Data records
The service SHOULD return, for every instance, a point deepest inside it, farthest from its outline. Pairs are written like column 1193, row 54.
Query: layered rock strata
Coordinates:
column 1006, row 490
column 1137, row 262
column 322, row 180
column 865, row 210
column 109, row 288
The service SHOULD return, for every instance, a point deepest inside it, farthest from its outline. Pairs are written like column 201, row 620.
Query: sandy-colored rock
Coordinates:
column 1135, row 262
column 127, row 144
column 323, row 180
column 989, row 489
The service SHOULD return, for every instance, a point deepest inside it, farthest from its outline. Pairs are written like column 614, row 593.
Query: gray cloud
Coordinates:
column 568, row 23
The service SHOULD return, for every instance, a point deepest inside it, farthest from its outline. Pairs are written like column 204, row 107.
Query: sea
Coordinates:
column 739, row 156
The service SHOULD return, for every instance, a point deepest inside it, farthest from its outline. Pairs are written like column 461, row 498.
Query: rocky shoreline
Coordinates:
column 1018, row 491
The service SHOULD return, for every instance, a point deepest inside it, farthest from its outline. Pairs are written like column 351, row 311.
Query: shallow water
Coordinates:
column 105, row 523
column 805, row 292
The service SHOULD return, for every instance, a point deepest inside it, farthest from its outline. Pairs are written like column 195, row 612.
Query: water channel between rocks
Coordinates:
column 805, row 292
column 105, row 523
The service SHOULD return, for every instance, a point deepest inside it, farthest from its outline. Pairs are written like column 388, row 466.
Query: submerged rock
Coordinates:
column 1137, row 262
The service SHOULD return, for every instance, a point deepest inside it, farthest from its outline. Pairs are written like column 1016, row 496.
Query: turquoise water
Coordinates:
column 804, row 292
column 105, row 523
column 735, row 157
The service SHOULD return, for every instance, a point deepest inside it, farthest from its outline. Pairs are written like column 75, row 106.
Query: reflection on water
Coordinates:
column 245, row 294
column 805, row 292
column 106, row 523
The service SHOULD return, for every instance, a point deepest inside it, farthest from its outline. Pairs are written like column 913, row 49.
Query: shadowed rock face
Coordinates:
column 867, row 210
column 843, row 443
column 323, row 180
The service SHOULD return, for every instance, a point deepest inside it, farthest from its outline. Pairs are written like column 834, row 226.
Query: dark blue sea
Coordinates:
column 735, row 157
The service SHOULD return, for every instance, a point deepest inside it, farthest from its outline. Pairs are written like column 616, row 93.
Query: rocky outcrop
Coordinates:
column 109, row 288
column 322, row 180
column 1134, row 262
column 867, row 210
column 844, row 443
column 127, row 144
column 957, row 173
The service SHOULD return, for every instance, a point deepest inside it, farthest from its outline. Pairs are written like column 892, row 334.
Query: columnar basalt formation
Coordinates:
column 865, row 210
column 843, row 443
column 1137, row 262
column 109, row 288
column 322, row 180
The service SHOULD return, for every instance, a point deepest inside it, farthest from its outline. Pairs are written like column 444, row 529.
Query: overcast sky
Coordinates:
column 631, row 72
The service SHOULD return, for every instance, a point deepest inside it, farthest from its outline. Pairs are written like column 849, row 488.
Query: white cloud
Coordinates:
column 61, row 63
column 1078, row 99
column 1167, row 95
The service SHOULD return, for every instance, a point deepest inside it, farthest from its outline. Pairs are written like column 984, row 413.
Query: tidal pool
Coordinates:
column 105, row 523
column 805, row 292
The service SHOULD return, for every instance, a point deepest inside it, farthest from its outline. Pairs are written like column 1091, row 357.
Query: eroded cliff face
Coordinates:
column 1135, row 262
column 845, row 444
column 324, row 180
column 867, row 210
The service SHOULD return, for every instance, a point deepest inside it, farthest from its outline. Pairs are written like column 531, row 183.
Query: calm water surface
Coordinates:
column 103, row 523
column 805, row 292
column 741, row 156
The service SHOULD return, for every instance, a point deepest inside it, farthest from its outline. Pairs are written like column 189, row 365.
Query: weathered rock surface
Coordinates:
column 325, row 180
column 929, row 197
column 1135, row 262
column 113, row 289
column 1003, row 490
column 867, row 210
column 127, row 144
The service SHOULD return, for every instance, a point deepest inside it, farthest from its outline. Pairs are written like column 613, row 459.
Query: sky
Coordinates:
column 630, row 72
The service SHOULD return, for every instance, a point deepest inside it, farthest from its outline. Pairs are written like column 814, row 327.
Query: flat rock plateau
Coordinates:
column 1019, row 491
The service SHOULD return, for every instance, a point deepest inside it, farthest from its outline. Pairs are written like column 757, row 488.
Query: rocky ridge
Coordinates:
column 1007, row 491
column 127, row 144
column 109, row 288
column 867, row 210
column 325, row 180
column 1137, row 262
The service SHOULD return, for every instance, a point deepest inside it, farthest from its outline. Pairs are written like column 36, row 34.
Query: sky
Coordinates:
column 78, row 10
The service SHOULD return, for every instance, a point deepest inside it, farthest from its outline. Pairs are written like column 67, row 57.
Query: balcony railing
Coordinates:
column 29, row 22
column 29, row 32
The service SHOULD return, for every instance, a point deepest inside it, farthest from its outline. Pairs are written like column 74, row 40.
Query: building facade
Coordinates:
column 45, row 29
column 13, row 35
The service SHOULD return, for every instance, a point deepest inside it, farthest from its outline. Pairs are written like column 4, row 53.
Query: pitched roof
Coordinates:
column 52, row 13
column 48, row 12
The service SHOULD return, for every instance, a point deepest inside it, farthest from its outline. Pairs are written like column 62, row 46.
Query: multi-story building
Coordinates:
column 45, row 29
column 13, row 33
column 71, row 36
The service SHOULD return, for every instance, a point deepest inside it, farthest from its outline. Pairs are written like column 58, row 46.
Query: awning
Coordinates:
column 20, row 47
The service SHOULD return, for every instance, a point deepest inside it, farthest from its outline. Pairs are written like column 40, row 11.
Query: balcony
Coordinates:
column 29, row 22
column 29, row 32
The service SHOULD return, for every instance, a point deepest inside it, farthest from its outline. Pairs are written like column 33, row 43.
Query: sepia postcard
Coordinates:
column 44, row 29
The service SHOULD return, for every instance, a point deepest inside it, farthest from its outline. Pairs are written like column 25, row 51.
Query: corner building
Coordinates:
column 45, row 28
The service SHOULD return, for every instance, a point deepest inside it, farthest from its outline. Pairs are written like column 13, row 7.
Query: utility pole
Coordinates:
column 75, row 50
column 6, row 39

EXERCISE DESCRIPTION: Could you write out, exactly as they stand, only the lines above that begin at the line with "Query: flat rock plateau" and stop after the line with "Query: multi-story building"?

SOLUTION:
Query: flat rock plateau
Coordinates:
column 1019, row 491
The service SHOULD return, for every instance, a point deepest inside it, farthest from its outline. Pairs are written like column 757, row 488.
Query: rocky ridge
Coordinates:
column 1007, row 491
column 127, row 144
column 109, row 288
column 867, row 210
column 325, row 180
column 1137, row 262
The service SHOULD return, for every instance, a point deepest inside it, farthest from its outline. Pairs are written like column 36, row 34.
Query: sky
Coordinates:
column 78, row 10
The service SHOULD return, for every instance, a point deepest inside it, farthest from its outline. Pairs are written like column 67, row 57.
Query: balcony railing
Coordinates:
column 29, row 22
column 29, row 32
The service SHOULD return, for every instance, a point deepest inside it, farthest from its outline. Pairs are written like column 74, row 40.
Query: building facade
Coordinates:
column 45, row 29
column 13, row 35
The service SHOULD return, for every instance, a point deepest inside it, farthest from its outline. Pairs are written like column 4, row 53.
Query: pitched roof
Coordinates:
column 52, row 13
column 48, row 12
The service SHOULD return, for every instance, a point deepest inside it, farthest from its outline. Pairs are written like column 62, row 46.
Query: multi-story building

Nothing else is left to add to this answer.